EXTRACT PROVIDED:

-*-

In August 2016, a group of public health experts, policymakers and donors met in the Rockefeller Foundation’s Bellagio Conference Center overlooking Lake Como. Their aim was ambitious: to agree on “bold global action” that would mark the “beginning of the end of the pandemic era”. In other words, they hoped to find which viruses might cause the next pandemic, and get a head start on developing vaccines and drugs.
Known as the Global Virome Project, the scheme was officially launched in February 2018. By 2019, it had appointed a board of directors and made the “transition to a legal and operational reality”, according to an email from its head. Yet when a pandemic did break out at the end of that year, instead of leaping into action the Global Virome Project fell silent. It made no announcements, issued no press releases, arranged no public events.
Today, its website is an online zombie. In the greatest pandemic in a century, caused by exactly the sort of novel emerging virus it was designed to predict and prevent, it lists just three publications on its website, one of which is a dead link and the others four and six-years-old. Its “in the news” page lists no article after April 2021. What happened?
Using embassy cables, emails released under freedom of information, and government reports, we have pieced together the history of this wide-ranging international collaborative project and how it vanished just when it was most needed.
The seeds of the project were sown between 2009 and 2019, when the US government funded a big push into virus hunting in wildlife in tropical regions through a programme called PREDICT. When this funding came to an end, the main players got together to seek private and charitable funding to continue the work. These included, from government, Dennis Carrol, director of the Emerging Pandemic Threats Division within the United States Agency for International Development; from academia, Jonna Mazet of the University of California at Davis, who had been director of the PREDICT project; from the non-profit world, Peter Daszak, head of the EcoHealth Alliance, who became treasurer of the new project; and from the private sector, Nathan Wolfe, founder of the DNA database firm Metabiota.
The first meeting of the GVP’s steering committee took place in Beijing in January 2017. George Gao, the incoming head of the Chinese Centers for Disease Control and Prevention, was quick out of the blocks with China’s contribution to the GVP, overseeing the rapid creation of the China National Virome Project. It was formed so quickly that by August 2017 Eddy Rubin, chief scientific officer at Metabiota, wrote: “The project appears to be moving faster than expected with a China component already funded and poised to generate data”.

-*-

COMPLETE THE FOLLOWING:
#1 Retype the Global Virome Project passage from "In August 2016, a" to "no public events.".
#2 According to the Global Virome Project passage, why did the main players from PREDICT come together to seek private and charitable funding?
The records have nothing to do with this work.

-*-

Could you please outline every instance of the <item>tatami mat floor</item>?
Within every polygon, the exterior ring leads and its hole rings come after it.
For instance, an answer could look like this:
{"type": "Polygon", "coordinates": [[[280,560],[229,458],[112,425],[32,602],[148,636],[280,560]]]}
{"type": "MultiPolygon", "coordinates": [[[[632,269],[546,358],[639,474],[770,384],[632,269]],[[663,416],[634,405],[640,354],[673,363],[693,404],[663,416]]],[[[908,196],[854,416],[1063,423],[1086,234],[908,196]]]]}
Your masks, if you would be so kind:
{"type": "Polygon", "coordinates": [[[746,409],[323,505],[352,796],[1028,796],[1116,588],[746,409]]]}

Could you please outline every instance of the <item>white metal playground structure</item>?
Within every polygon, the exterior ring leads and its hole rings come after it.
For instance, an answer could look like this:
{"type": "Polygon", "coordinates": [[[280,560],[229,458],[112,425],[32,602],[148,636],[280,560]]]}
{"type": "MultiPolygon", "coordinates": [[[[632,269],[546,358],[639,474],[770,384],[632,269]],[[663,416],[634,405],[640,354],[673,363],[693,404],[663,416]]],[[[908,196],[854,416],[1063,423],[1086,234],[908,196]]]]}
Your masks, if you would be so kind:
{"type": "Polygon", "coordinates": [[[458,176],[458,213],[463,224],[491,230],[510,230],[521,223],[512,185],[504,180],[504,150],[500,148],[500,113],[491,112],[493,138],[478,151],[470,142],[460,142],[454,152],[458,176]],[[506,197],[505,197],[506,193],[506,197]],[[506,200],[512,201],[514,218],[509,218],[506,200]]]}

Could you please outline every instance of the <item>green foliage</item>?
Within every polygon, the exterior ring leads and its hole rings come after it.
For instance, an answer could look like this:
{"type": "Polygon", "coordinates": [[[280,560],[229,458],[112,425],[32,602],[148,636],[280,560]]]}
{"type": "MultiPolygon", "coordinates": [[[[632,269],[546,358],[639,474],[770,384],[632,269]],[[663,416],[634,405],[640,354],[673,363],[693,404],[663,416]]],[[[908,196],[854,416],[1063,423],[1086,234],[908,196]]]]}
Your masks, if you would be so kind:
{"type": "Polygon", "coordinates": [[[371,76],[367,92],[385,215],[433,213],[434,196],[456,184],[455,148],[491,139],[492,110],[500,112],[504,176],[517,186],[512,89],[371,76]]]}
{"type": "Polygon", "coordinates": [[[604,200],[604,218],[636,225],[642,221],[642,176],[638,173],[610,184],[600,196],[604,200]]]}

-*-

TASK ANSWERS:
#1
In August 2016, a group of public health experts, policymakers and donors met in the Rockefeller Foundation’s Bellagio Conference Center overlooking Lake Como. Their aim was ambitious: to agree on “bold global action” that would mark the “beginning of the end of the pandemic era”. In other words, they hoped to find which viruses might cause the next pandemic, and get a head start on developing vaccines and drugs.
Known as the Global Virome Project, the scheme was officially launched in February 2018. By 2019, it had appointed a board of directors and made the “transition to a legal and operational reality”, according to an email from its head. Yet when a pandemic did break out at the end of that year, instead of leaping into action the Global Virome Project fell silent. It made no announcements, issued no press releases, arranged no public events.

#2 The US government funding for virus hunting in wildlife through the PREDICT program had come to an end. The main players sought private and charitable money so the work could continue.